| DATA FOR THIS EXERCISE |
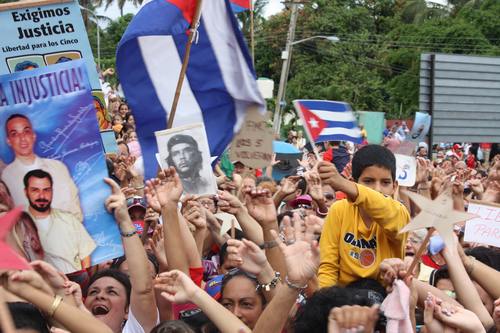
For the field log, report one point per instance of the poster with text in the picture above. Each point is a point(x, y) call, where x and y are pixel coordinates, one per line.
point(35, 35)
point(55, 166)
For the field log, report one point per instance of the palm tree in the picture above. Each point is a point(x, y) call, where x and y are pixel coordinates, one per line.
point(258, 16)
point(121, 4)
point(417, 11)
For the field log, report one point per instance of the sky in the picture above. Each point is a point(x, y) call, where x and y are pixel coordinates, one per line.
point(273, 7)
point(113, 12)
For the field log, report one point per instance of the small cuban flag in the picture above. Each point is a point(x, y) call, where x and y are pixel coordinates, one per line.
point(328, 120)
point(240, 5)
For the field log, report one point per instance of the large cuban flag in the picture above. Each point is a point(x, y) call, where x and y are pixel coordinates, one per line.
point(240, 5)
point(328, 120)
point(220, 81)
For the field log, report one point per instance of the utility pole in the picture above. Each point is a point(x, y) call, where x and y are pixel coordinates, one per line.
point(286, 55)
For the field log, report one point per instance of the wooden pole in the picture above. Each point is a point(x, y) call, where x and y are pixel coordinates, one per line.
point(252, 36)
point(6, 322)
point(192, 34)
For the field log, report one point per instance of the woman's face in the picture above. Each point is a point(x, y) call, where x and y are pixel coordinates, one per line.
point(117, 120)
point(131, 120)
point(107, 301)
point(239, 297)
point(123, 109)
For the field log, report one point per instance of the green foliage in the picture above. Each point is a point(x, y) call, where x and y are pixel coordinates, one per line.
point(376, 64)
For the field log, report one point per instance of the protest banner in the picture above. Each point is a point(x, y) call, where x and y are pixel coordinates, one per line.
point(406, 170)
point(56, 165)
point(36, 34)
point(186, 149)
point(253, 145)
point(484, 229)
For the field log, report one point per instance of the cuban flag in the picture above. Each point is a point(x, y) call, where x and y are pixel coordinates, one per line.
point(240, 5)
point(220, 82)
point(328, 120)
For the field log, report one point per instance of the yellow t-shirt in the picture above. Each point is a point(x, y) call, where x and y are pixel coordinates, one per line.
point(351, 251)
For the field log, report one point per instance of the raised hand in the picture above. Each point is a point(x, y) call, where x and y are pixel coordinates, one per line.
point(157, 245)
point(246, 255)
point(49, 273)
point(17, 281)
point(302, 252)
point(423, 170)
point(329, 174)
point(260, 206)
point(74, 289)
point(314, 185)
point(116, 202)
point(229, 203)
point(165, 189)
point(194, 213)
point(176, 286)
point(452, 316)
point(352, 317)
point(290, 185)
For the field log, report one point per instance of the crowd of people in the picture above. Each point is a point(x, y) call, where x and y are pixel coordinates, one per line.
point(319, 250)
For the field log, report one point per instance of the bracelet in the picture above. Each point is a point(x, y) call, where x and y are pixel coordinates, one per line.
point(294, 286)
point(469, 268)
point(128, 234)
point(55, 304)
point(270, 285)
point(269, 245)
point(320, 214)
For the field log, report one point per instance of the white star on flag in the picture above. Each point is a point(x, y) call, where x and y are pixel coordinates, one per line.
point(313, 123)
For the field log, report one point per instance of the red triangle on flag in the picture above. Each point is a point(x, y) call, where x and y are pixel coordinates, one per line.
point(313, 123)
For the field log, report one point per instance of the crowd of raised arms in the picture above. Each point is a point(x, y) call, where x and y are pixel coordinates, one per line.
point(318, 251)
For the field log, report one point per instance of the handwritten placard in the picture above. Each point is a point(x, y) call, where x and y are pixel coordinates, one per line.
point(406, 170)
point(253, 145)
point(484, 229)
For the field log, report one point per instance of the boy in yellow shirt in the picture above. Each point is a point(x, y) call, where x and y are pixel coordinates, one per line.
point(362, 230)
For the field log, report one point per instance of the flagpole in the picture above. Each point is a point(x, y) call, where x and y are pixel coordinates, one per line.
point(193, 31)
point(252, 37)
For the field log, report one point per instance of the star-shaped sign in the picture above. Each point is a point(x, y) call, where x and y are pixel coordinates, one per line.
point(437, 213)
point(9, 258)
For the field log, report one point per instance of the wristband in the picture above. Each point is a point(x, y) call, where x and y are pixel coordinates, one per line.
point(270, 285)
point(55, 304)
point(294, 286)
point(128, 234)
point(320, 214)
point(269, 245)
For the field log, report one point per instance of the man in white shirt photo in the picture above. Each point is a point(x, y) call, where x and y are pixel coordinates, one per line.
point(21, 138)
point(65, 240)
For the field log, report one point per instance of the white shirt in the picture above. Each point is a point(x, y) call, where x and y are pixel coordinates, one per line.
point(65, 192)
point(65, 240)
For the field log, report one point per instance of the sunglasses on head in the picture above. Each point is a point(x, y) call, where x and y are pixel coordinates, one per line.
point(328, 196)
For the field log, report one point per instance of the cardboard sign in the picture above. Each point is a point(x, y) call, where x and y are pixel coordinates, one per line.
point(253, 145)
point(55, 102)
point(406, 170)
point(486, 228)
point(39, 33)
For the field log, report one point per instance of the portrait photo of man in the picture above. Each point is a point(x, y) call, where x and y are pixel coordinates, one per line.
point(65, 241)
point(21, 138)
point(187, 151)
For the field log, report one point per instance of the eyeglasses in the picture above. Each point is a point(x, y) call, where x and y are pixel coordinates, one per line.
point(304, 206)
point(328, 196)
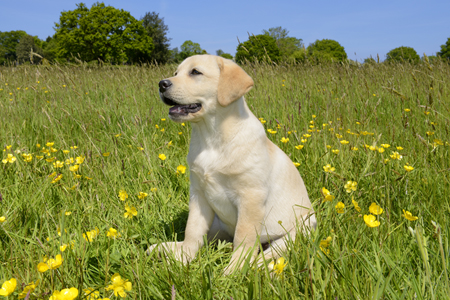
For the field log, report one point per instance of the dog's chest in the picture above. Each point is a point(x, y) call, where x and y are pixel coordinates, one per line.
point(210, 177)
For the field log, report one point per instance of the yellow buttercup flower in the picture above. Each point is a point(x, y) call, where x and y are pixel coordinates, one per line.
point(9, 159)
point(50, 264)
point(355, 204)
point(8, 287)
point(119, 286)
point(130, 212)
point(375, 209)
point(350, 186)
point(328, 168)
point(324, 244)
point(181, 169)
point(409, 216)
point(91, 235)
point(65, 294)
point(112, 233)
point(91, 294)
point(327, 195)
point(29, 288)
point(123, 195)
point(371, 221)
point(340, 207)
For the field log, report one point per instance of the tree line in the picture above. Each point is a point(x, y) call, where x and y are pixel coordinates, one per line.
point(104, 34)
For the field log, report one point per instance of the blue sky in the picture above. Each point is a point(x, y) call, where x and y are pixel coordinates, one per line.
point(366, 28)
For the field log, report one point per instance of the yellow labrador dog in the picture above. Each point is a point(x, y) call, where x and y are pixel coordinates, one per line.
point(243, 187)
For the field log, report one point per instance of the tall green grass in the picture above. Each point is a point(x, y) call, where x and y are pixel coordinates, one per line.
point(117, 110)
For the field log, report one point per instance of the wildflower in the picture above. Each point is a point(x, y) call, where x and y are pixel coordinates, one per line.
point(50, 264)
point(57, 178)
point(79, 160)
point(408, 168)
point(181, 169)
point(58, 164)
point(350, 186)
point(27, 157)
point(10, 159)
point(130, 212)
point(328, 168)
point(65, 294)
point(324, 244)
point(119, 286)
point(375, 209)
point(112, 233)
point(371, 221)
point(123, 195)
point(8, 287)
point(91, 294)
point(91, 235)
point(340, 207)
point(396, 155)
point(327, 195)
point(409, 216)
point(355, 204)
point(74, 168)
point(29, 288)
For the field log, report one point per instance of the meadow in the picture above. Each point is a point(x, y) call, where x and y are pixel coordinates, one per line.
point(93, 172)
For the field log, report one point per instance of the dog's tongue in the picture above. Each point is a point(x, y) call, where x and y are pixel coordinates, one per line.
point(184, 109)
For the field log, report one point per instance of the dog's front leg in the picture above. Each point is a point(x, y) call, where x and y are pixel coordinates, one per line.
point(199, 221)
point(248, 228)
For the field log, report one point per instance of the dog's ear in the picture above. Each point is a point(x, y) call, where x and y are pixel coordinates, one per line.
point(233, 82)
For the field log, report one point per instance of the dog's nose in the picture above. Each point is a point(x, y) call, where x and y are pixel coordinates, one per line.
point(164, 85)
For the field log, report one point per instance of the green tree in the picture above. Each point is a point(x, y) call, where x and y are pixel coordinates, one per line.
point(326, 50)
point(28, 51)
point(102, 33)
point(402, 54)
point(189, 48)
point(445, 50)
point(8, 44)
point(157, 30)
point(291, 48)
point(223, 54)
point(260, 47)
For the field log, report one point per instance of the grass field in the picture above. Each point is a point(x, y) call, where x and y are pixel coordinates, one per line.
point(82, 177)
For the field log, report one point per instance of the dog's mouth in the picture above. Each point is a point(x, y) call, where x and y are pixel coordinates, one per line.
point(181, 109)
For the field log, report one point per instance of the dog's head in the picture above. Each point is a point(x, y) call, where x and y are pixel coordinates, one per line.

| WHAT YOU HAVE TO DO |
Give back exactly the lines running from the line containing "the green tree" through the end of the material above, both included, and nothing beyond them.

| COMPLETE ANSWER |
For the field log, report one point per instance of the green tree in the picture above. Each point is a point(x, y) call, where x and y are pixel coordinates, one per line.
point(326, 50)
point(28, 51)
point(102, 33)
point(402, 54)
point(189, 48)
point(445, 50)
point(8, 44)
point(157, 30)
point(291, 48)
point(223, 54)
point(260, 47)
For the field log, report one point per instance of the grass field in the picture above. Each point is a point(x, y) call, where x and y are pixel coordinates, one per line.
point(82, 177)
For the field log, report one point per instance of the dog's mouth in the picture above. Each point is a point(x, y) call, where x and y are pixel coordinates, one per line.
point(181, 109)
For the field log, report one point per instance of the dog's head in the picture above. Each point is a point(x, y) call, where x and y are pixel coordinates, one per line.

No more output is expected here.